指示 1:
エントリの冒頭から「[307,195,422,281]」を含む行までを、その行も含めて一字一句そのまま打ち直しなさい。画像は回答に入れないこと。

本文:
==========

説明

リニア搬送装置

【解決手段】 リニア搬送装置3は、複数の永久磁石13aからなる可動子13と、複数のコイル14aからなる複数の固定子14と、上記可動子13の永久磁石13aの磁界を検出するホール素子17とを備えている。
さらに、上記可動子13における先頭の永久磁石13aよりも搬送方向後方に検出片18を設けるとともに、当該検出片18を検出するセンサ19を上記可動子13の搬送経路上に設ける。
上記ホール素子17が検出した可動子13の先頭の永久磁石13aの磁界から可動子13の位置を認識すると、当該認識した可動子13の位置を仮位置とし、さらに上記センサ19が上記検出片18を検出すると、当該センサ19が検出片18を検出した位置を可動子13の実位置として上記仮位置から置き換え、当該可動子13の実位置を基準に可動子13の位置を認識する。
【効果】 可動子の位置を高精度に認識することができる。

【発明の詳細な説明】
【技術分野】
【0001】
本発明はリニア搬送装置に関し、詳しくはホール素子が検出した可動子の永久磁石の磁界により当該可動子の位置を認識するリニア搬送装置に関する。

==========

ボックス注釈データの各行:
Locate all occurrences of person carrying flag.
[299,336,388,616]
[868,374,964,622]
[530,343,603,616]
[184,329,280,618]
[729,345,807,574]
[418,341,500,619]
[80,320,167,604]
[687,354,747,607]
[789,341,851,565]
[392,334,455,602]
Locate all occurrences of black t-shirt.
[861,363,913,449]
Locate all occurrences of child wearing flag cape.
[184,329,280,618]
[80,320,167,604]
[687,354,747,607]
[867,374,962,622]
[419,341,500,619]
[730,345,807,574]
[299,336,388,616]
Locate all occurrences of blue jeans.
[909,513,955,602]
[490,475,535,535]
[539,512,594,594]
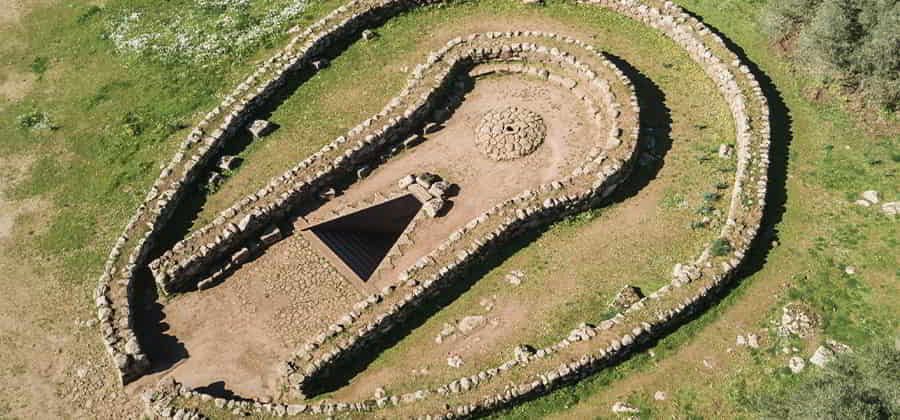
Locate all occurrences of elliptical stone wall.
[98,0,770,418]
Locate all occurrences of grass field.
[0,0,900,418]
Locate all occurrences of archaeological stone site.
[0,0,900,419]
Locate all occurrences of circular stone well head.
[475,106,547,160]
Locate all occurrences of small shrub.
[710,238,731,257]
[764,0,900,111]
[561,209,601,227]
[756,340,900,420]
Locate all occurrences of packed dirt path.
[0,156,142,419]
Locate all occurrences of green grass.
[0,0,900,418]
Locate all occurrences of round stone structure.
[475,106,547,161]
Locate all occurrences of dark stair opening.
[306,194,422,281]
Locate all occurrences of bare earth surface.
[139,69,600,398]
[307,76,600,288]
[148,235,361,398]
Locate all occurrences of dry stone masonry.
[475,107,547,160]
[96,0,776,419]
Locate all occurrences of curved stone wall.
[97,0,770,418]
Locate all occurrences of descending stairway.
[307,195,422,281]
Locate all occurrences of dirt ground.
[136,71,600,398]
[141,235,362,398]
[308,75,602,288]
[0,156,142,419]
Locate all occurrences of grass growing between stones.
[266,1,733,404]
[498,0,900,418]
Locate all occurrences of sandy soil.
[142,69,599,397]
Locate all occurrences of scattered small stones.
[478,298,494,312]
[862,190,881,204]
[809,346,834,367]
[788,356,806,373]
[609,284,644,311]
[434,322,456,344]
[778,303,816,338]
[313,58,331,70]
[612,401,641,414]
[719,144,734,159]
[747,334,759,349]
[456,315,487,334]
[513,344,535,362]
[506,270,525,286]
[216,156,241,171]
[397,175,416,188]
[422,198,445,218]
[248,120,275,139]
[447,354,463,368]
[362,29,378,41]
[475,107,547,161]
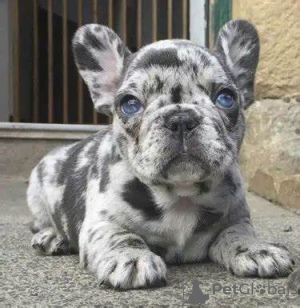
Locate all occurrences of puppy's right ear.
[73,24,130,116]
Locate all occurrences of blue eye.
[217,91,235,109]
[121,95,143,115]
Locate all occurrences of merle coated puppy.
[28,20,293,289]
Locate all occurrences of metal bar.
[189,0,206,46]
[77,0,84,124]
[48,0,54,123]
[93,0,98,124]
[12,0,21,122]
[182,0,188,39]
[33,0,39,122]
[63,0,69,123]
[136,0,142,49]
[168,0,173,39]
[108,0,113,28]
[152,0,157,42]
[122,0,127,44]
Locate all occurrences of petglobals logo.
[182,280,298,305]
[212,282,297,295]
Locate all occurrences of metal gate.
[11,0,189,124]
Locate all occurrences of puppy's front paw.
[97,249,167,289]
[229,243,294,277]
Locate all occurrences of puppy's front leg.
[209,218,294,277]
[80,221,166,289]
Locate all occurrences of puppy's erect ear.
[73,24,130,115]
[214,20,259,108]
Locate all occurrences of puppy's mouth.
[162,152,208,183]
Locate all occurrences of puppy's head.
[73,20,259,185]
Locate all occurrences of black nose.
[165,112,199,132]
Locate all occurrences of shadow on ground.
[0,178,300,307]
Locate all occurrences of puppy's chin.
[165,155,206,187]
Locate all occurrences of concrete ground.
[0,178,300,307]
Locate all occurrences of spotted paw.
[31,227,69,256]
[97,249,167,289]
[229,243,294,277]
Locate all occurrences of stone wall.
[240,97,300,209]
[233,0,300,98]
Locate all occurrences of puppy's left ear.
[214,20,259,108]
[73,24,130,116]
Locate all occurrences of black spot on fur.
[224,173,239,194]
[123,178,162,220]
[198,182,210,195]
[146,277,167,288]
[195,207,224,233]
[110,145,122,165]
[135,48,182,69]
[234,245,248,256]
[53,130,108,248]
[155,76,164,92]
[110,237,146,249]
[84,29,107,50]
[37,162,45,184]
[99,154,110,193]
[171,85,182,103]
[259,249,270,257]
[73,43,103,72]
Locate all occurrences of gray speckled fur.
[28,21,292,289]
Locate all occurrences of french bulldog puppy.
[28,20,293,289]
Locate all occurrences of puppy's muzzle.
[165,112,200,135]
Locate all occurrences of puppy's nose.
[165,112,199,132]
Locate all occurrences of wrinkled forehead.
[120,40,230,92]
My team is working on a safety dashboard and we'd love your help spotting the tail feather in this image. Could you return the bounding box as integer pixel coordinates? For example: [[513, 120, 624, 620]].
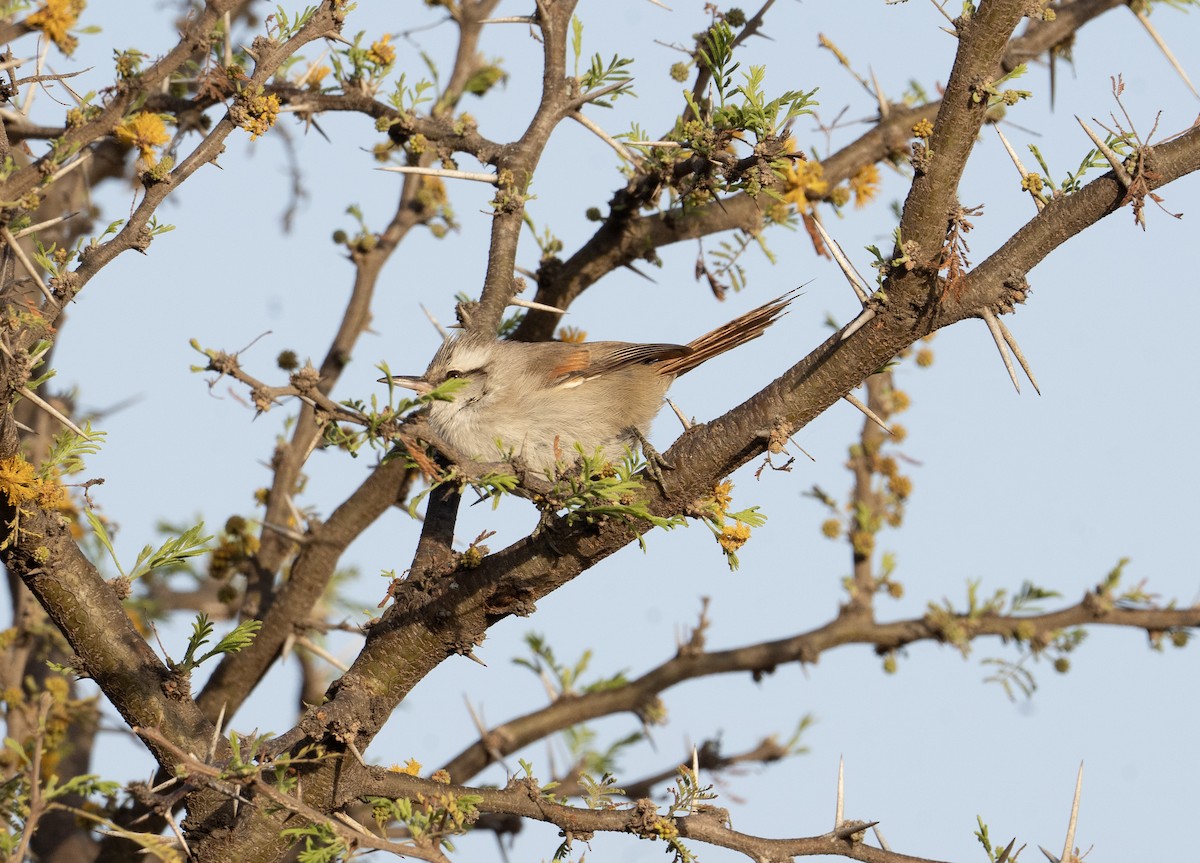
[[659, 288, 800, 377]]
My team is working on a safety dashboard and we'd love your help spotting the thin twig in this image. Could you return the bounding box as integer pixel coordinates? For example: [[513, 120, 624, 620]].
[[992, 124, 1045, 211], [1075, 114, 1133, 188], [1129, 6, 1200, 98], [570, 110, 635, 163], [842, 392, 895, 436], [376, 164, 499, 186], [0, 228, 59, 307]]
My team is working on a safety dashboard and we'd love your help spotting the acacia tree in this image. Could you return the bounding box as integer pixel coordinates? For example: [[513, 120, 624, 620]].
[[0, 0, 1200, 861]]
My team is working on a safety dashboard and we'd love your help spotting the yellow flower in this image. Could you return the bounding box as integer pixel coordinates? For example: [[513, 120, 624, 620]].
[[850, 162, 880, 206], [114, 110, 170, 167], [367, 34, 396, 66], [716, 521, 750, 555], [299, 64, 334, 90], [25, 0, 88, 55], [554, 326, 588, 344], [784, 139, 829, 210], [229, 89, 280, 140], [0, 455, 41, 507], [713, 480, 733, 513]]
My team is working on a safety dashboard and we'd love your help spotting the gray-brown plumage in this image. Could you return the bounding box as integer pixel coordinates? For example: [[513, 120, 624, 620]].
[[392, 290, 797, 473]]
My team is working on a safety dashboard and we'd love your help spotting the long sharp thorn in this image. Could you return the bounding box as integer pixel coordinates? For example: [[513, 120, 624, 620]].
[[570, 110, 637, 164], [662, 396, 692, 431], [833, 757, 846, 829], [996, 318, 1042, 395], [979, 308, 1021, 392], [12, 211, 79, 240], [509, 296, 569, 314], [842, 392, 895, 436], [866, 66, 888, 120], [839, 308, 876, 342], [376, 164, 500, 186], [812, 218, 870, 306], [419, 302, 450, 341], [1134, 12, 1200, 98], [1062, 761, 1084, 863], [1075, 114, 1133, 188], [0, 228, 59, 307], [209, 702, 226, 761], [992, 124, 1045, 211]]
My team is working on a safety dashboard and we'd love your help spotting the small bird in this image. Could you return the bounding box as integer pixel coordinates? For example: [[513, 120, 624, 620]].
[[382, 290, 797, 475]]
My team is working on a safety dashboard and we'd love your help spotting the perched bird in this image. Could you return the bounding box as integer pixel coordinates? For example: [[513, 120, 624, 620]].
[[383, 290, 797, 474]]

==========

指示 2:
次の(a)〜(c)がリニア搬送装置についての本文と一致するかを「はい」または「いいえ」で答え、判断の決め手となる本文の語句を正確に引用しなさい。
(a) 検出片は、可動子における先頭の永久磁石よりも搬送方向前方に設けられる。
(b) 検出片を検出するセンサは、可動子の搬送経路上に設けられる。
(c) センサが検出片を検出した位置は、可動子の実位置として仮位置から置き換えられる。

回答 1:
Locate all occurrences of person carrying flag.
[299,336,388,616]
[868,374,964,622]
[530,343,603,616]
[184,329,280,618]
[729,345,807,574]
[418,341,500,619]
[80,320,167,604]
[687,354,747,607]
[789,341,851,565]
[392,334,455,602]
Locate all occurrences of black t-shirt.
[861,363,913,449]
Locate all occurrences of child wearing flag cape.
[184,329,280,618]
[80,320,167,604]
[687,354,747,607]
[867,374,962,622]
[419,341,500,619]
[730,345,807,574]
[299,336,388,616]
Locate all occurrences of blue jeans.
[909,513,955,602]
[490,475,535,535]
[539,512,594,594]
Locate all occurrences of elliptical stone wall.
[98,0,770,418]
Locate all occurrences of grass field.
[0,0,900,418]
Locate all occurrences of archaeological stone site.
[0,0,900,419]
Locate all occurrences of circular stone well head.
[475,106,547,160]
Locate all occurrences of small shrub.
[710,238,731,257]
[764,0,900,111]
[561,209,601,227]
[756,340,900,420]
Locate all occurrences of packed dirt path.
[0,156,142,419]
Locate all occurrences of green grass.
[0,0,900,418]
Locate all occurrences of round stone structure.
[475,106,547,161]
Locate all occurrences of dark stair opening.
[306,194,422,281]
Locate all occurrences of bare earth surface.
[139,69,600,398]
[307,76,600,288]
[148,235,361,398]
Locate all occurrences of dry stone masonry.
[475,107,547,160]
[96,0,776,419]
Locate all occurrences of curved stone wall.
[97,0,770,418]
Locate all occurrences of descending stairway.
[307,195,422,281]

回答 2:
(a) いいえ。「上記可動子13における先頭の永久磁石13aよりも搬送方向後方に検出片18を設ける」
(b) はい。「当該検出片18を検出するセンサ19を上記可動子13の搬送経路上に設ける」
(c) はい。「当該センサ19が検出片18を検出した位置を可動子13の実位置として上記仮位置から置き換え」